• [What needs to be done]:
Give the entries again exactly; drop the pictures.

#### Task material ####

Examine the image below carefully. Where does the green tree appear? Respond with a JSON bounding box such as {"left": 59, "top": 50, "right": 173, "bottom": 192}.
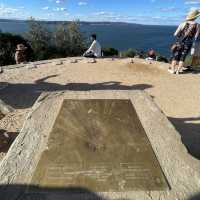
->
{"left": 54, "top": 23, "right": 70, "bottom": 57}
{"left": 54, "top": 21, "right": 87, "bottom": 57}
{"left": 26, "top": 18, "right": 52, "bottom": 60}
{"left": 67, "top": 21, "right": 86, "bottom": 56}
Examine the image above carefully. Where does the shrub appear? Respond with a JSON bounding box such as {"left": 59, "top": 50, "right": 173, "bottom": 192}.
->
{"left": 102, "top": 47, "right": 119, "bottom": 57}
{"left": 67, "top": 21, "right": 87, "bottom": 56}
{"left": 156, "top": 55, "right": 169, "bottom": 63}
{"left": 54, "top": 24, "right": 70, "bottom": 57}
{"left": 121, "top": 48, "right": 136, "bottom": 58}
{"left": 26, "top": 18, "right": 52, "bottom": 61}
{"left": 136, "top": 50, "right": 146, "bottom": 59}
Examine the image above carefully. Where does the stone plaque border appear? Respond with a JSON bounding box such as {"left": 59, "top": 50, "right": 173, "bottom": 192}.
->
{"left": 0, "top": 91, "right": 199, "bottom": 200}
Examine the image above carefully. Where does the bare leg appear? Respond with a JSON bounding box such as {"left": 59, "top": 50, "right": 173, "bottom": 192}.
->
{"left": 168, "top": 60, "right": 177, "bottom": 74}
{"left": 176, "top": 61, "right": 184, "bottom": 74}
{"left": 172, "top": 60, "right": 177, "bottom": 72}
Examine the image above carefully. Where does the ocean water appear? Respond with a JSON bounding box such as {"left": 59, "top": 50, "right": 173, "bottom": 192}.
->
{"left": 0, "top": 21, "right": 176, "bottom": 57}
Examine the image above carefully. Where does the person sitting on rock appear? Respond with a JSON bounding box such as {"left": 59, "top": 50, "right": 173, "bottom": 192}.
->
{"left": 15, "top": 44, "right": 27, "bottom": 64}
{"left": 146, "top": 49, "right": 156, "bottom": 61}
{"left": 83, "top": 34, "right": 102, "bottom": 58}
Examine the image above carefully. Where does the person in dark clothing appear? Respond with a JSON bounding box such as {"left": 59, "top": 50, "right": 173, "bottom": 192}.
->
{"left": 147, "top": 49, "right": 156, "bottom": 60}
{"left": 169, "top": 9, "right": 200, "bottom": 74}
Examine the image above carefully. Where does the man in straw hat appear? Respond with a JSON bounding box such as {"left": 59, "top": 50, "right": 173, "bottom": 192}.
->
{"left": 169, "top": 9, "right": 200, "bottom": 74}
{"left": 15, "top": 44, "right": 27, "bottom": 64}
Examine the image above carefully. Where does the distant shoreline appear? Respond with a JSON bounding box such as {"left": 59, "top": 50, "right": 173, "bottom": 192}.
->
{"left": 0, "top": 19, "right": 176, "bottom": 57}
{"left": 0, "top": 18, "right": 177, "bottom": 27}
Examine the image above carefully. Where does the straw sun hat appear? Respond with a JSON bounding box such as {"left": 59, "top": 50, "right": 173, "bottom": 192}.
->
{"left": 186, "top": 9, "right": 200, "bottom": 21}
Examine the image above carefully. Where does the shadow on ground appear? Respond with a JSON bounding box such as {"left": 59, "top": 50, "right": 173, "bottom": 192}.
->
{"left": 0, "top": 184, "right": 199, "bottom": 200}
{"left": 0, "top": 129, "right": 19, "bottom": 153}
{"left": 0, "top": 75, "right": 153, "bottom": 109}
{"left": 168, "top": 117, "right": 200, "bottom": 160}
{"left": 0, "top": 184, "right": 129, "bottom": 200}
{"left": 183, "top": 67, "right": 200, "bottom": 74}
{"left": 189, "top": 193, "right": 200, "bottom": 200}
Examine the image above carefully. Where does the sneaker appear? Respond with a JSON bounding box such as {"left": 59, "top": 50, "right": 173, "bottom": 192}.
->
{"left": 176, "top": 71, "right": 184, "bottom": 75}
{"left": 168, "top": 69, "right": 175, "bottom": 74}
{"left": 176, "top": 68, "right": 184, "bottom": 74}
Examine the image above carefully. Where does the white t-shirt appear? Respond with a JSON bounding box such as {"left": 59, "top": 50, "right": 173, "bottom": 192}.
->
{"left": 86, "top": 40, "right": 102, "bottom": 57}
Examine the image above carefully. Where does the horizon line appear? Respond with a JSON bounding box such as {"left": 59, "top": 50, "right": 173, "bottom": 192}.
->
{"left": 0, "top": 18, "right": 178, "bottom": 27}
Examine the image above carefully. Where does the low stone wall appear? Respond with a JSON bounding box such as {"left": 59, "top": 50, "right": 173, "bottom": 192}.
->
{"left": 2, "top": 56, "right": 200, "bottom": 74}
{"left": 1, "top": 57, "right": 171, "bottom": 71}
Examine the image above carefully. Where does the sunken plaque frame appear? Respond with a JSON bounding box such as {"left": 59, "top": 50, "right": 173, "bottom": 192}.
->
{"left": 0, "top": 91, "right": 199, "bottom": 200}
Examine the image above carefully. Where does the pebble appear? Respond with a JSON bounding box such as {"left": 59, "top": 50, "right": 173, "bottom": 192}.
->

####

• [Finished exercise]:
Examine the image below carefully. Where does the green tree appear? Respond with a JSON bounding box such as {"left": 59, "top": 50, "right": 173, "bottom": 192}.
->
{"left": 54, "top": 23, "right": 70, "bottom": 57}
{"left": 54, "top": 21, "right": 87, "bottom": 57}
{"left": 26, "top": 18, "right": 52, "bottom": 60}
{"left": 67, "top": 21, "right": 86, "bottom": 56}
Examine the image above carefully. Where does the shrub appear? Respond with a JSON bounding box such as {"left": 59, "top": 50, "right": 173, "bottom": 192}.
->
{"left": 102, "top": 47, "right": 119, "bottom": 57}
{"left": 67, "top": 21, "right": 87, "bottom": 56}
{"left": 156, "top": 55, "right": 169, "bottom": 63}
{"left": 54, "top": 24, "right": 70, "bottom": 57}
{"left": 121, "top": 48, "right": 136, "bottom": 58}
{"left": 26, "top": 18, "right": 52, "bottom": 61}
{"left": 136, "top": 50, "right": 146, "bottom": 59}
Examine the image above carefully. Where does the stone plaque border appear? Respond with a JSON bounding box such as {"left": 59, "top": 50, "right": 173, "bottom": 192}.
->
{"left": 0, "top": 91, "right": 199, "bottom": 200}
Examine the image above carefully. Where does the bare leg appear? Respond with a JSON bounding box such as {"left": 59, "top": 50, "right": 173, "bottom": 192}.
->
{"left": 168, "top": 60, "right": 177, "bottom": 74}
{"left": 176, "top": 61, "right": 184, "bottom": 74}
{"left": 172, "top": 60, "right": 177, "bottom": 72}
Examine the image above carefully. Where does the ocean water appear? Respond with a JSON bounding box such as {"left": 59, "top": 50, "right": 173, "bottom": 192}.
->
{"left": 0, "top": 21, "right": 176, "bottom": 57}
Examine the image above carefully. Where does the person sitting on rock appear? Respond with a JSON bounding box such as {"left": 59, "top": 50, "right": 173, "bottom": 192}.
->
{"left": 15, "top": 44, "right": 27, "bottom": 64}
{"left": 146, "top": 49, "right": 156, "bottom": 61}
{"left": 83, "top": 34, "right": 102, "bottom": 58}
Examine the image above carefully. Where does the person in dark clothing appear? Respond with a JSON bounding box such as {"left": 59, "top": 50, "right": 173, "bottom": 192}.
->
{"left": 147, "top": 49, "right": 156, "bottom": 60}
{"left": 169, "top": 9, "right": 200, "bottom": 74}
Examine the image above carefully. Where does the man in straw hat appear? Respond with a JSON bounding box such as {"left": 59, "top": 50, "right": 173, "bottom": 192}.
->
{"left": 169, "top": 9, "right": 200, "bottom": 74}
{"left": 15, "top": 44, "right": 27, "bottom": 64}
Examine the image above carefully. Where does the distant shoreline appear? Respond with a JSON bounding box such as {"left": 59, "top": 50, "right": 173, "bottom": 192}.
->
{"left": 0, "top": 19, "right": 176, "bottom": 57}
{"left": 0, "top": 18, "right": 177, "bottom": 27}
Examine the image above carefully. Where does the straw sun hat appear? Respond with a JSON bounding box such as {"left": 59, "top": 50, "right": 173, "bottom": 192}.
->
{"left": 186, "top": 9, "right": 200, "bottom": 21}
Examine the image above carefully. Where does the shadow on ground appear? Respond with a JSON bounding box such as {"left": 59, "top": 50, "right": 173, "bottom": 192}.
->
{"left": 0, "top": 184, "right": 199, "bottom": 200}
{"left": 0, "top": 129, "right": 19, "bottom": 153}
{"left": 0, "top": 75, "right": 153, "bottom": 109}
{"left": 168, "top": 117, "right": 200, "bottom": 160}
{"left": 0, "top": 184, "right": 129, "bottom": 200}
{"left": 183, "top": 67, "right": 200, "bottom": 74}
{"left": 189, "top": 193, "right": 200, "bottom": 200}
Examine the image above carefully. Where does the sneaker appear? Respond with a JSON bounding box such as {"left": 59, "top": 50, "right": 173, "bottom": 192}.
->
{"left": 176, "top": 71, "right": 184, "bottom": 75}
{"left": 168, "top": 69, "right": 175, "bottom": 74}
{"left": 176, "top": 68, "right": 184, "bottom": 74}
Examine the image above carefully. Where does the white t-shirt appear? Respond with a JSON bounding box such as {"left": 59, "top": 50, "right": 173, "bottom": 192}.
->
{"left": 86, "top": 40, "right": 102, "bottom": 57}
Examine the image above carefully. Where does the horizon line appear? Respond with a JSON bounding box such as {"left": 59, "top": 50, "right": 173, "bottom": 192}.
->
{"left": 0, "top": 18, "right": 178, "bottom": 27}
Examine the image above carefully. Where does the low stone wall appear? Respond with a JSON bounding box such as {"left": 59, "top": 50, "right": 173, "bottom": 192}.
->
{"left": 2, "top": 56, "right": 200, "bottom": 74}
{"left": 1, "top": 57, "right": 171, "bottom": 71}
Examine the image above carefully. Where does the sunken plaque frame appear? Respond with a JSON bounding box such as {"left": 59, "top": 50, "right": 173, "bottom": 192}.
->
{"left": 0, "top": 91, "right": 199, "bottom": 200}
Examine the image above carefully. Where does the pebble appear? Respond with a JSON bounding box such as {"left": 59, "top": 50, "right": 173, "bottom": 192}.
->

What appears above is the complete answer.